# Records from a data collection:
....
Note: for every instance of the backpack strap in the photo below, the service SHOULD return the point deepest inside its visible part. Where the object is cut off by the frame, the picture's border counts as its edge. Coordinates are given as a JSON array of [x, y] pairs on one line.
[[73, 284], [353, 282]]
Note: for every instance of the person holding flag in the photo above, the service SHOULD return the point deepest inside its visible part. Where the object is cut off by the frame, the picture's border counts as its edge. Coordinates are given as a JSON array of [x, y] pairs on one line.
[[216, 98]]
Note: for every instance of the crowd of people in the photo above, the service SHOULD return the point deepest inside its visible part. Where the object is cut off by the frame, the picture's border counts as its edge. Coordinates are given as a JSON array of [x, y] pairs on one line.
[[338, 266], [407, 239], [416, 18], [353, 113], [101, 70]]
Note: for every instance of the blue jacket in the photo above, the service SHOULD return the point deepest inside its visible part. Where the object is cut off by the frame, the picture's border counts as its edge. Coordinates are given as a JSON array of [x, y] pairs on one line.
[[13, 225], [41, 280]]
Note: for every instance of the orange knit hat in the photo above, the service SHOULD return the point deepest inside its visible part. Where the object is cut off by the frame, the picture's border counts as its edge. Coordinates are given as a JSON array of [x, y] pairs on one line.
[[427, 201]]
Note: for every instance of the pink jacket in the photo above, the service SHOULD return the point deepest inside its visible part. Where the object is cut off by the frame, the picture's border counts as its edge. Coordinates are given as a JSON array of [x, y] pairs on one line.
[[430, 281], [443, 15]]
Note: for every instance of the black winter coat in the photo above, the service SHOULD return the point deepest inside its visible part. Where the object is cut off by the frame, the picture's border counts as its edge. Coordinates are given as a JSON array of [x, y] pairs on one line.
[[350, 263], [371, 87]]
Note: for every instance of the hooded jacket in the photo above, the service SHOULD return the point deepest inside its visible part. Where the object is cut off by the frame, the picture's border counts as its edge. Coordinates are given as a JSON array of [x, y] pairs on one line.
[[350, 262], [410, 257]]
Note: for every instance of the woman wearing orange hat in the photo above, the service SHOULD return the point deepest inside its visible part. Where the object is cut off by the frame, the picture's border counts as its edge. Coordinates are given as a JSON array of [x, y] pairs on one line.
....
# The task:
Every one of the entries must be printed exactly.

# Task solution:
Note: for every instance of the backpack strap in the photo below, the service SHOULD return the point deepest inside its visible part. Where the object is cut off by the frame, the picture's border counts as its edge. Coordinates are given as a JSON array of [x, y] pairs on one line.
[[73, 284], [353, 282]]
Note: for every instance of the person holding flag in the photo above, the service SHOULD return the point deepest inside its visible part. Where the object is cut off by the frame, the picture's border counts as its edge. Coordinates are given as a JSON array of [x, y] pairs on one line.
[[216, 98]]
Note: for every instance of the crowd of people in the photo above, the service SHOULD return the point deepest inside its visible part. Where the object is cut off by the frame, the picture's border counts as its edge. Coordinates are given as a JSON array of [x, y] pairs on one line.
[[338, 266], [407, 239], [416, 18], [353, 113], [101, 70]]
Note: for every instance of the blue jacket in the photo above, the service SHOULD return the point deepest inside its visible part. Where the object is cut off by the frame, the picture's border counts as its edge. Coordinates are given as a JSON array of [x, y] pairs on one line.
[[13, 225], [41, 280]]
Note: for every instance of the orange knit hat in the photo above, the service SHOULD return the point deepest inside its visible part. Where the object is cut off by the frame, the picture's border counts as its edge. Coordinates are given as a JSON array of [x, y] pairs on one line.
[[427, 201]]
Note: for every instance of the pink jacket in the photo above, the service SHOULD return the point deepest inside its visible part. Where the object is cut off by the frame, the picture's border counts as its edge. Coordinates are given as a JSON array of [x, y] pairs on one line.
[[430, 281], [443, 15]]
Note: for every instance of the black winter coat in the photo above, the service SHOULD return the point deepest inside its visible part. Where the object is cut off by the frame, the picture's border counts as its edge. Coordinates are given as a JSON array of [x, y] pairs on one line.
[[350, 263], [371, 87]]
Note: for every instance of the hooded jacket in the photo above, the service SHOULD return the point deepest inside its visible part. Where the object is cut off by the frame, the picture's border counts as its edge. Coordinates are given as a JSON array of [x, y] pairs on one line.
[[350, 262], [410, 257]]
Note: for every instance of the woman wearing orange hat in the photo above, the service SHOULD return the point deepest inside its visible part. Where the object is cut off by the frame, the picture's border counts as its edge. Coordinates are given as a JSON array of [x, y] pairs on one line.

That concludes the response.